#### SELECTED PASSAGE:
============

Figures from across the sport were in attendance as well as family, friends, associates from other aspects of his varied life and fans.

Lee scored 148 goals in 330 appearances for City between 1967 and 1974, winning the First Division title, the FA Cup, League Cup and European Cup Winners’ Cup.

Along with Mike Summerbee and Colin Bell, he formed part of a great triumvirate for which the club became renowned.

He also played for hometown side Bolton, earned 27 England caps and ended his career with Derby, where he won another league title in 1975.

Additionally he ran a highly successful toilet roll business and went on to become a prominent racehorse trainer before a spell as City chairman from 1994-98.

In 1974 he scored a stunning goal for Derby against former club City, prompting one of English football’s most memorable lines of commentary from broadcaster Barry Davies.

“Interesting…very interesting!” said Davies as Lee picked up possession and took aim before finding the net and running off to celebrate. “Look at his face, just look at his face!”

Davies was among the mourners to pay tribute on a drizzly morning in Manchester.

“He was a wonderful player, the life and soul of the game,” said Davies. “He was interesting, very interesting!

“He was a character and brought character to the game. When I said, ‘Look at his face’, I had the feeling that he had an expression like a schoolboy who had just scored his first goal for his school team. It was wonderful.”

Others in attendance included Summerbee and Tony Book, the captain of the 1968 title-winning team.

============

#### RECORD EXCERPTS:
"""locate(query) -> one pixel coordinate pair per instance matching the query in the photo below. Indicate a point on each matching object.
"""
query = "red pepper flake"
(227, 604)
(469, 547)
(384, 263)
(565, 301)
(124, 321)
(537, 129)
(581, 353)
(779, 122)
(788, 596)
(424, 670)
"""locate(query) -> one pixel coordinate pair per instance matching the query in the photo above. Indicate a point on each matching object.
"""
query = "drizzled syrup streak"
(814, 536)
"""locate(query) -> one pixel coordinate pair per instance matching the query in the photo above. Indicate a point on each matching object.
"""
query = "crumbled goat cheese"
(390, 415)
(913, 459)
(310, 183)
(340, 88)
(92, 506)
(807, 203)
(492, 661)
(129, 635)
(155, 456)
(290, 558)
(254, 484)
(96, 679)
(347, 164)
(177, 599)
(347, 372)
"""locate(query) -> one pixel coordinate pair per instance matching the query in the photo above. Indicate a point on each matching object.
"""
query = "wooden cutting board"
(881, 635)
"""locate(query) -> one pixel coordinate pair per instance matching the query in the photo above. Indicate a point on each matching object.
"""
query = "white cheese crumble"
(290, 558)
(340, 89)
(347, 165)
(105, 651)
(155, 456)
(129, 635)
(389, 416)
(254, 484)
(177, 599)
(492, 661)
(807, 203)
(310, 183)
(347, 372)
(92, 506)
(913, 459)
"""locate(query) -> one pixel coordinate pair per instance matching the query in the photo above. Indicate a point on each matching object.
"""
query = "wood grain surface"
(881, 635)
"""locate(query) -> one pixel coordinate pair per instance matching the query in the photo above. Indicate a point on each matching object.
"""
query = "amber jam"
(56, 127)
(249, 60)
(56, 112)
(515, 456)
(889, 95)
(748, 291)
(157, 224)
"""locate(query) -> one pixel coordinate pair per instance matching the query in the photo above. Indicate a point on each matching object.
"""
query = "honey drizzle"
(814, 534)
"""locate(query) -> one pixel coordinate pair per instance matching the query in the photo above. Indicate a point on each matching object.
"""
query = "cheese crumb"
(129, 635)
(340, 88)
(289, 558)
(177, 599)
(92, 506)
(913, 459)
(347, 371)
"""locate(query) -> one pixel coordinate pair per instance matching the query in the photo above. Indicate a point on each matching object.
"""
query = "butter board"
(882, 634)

============

According to the passage about Lee's funeral, which club did Lee end his career with, and what did he win there in 1975?

#### EXERCISE RESULT:
He ended his career with Derby, where he won another league title in 1975.